| Problem to work on |
From the couture collection review, reproduce word for word the passage that begins at the words "Giant Swarovski crystals" and stops after the words "blink of an eye.".

::: Source document

And after that opener, Simons was in his stride, shaping mink and astrakhan into tailored dresses—a few times in electric blue— and topping one ball skirt with a transparent stocking knit top in matching hot mimosa. Extra thick clusters of beading on peplums and skirts had an eerie living shimmer to them, and there was something delicate, but a bit wild, about the evening dresses with skirts circled in pale feather stripes. “Mr. Dior was a supreme architect of pattern,” says Simons. “He could construct something perfect, and yet he would often throw in a gesture on purpose to break that perfection. He would make what he did human for the wearer. You could tell he loved women in that way.” Obviously, Simons concurs.
Giant Swarovski crystals outlining the curves on an hourglass stocking dress illustrated Alexis Mabille’s muse this season, a jewel-like woman who flits like a firefly from bias-cut silk velvet to curvy mixtures of stretch sequins, transparent tulle, and arabesque embroidery. This was all very frothy and light; fairy clothes which look as though they were put together in the blink of an eye.

::::::
::: Supplied information

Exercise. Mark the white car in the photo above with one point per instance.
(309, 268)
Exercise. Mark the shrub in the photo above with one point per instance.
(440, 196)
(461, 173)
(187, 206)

::::::

| Expected answer |
Giant Swarovski crystals outlining the curves on an hourglass stocking dress illustrated Alexis Mabille’s muse this season, a jewel-like woman who flits like a firefly from bias-cut silk velvet to curvy mixtures of stretch sequins, transparent tulle, and arabesque embroidery. This was all very frothy and light; fairy clothes which look as though they were put together in the blink of an eye.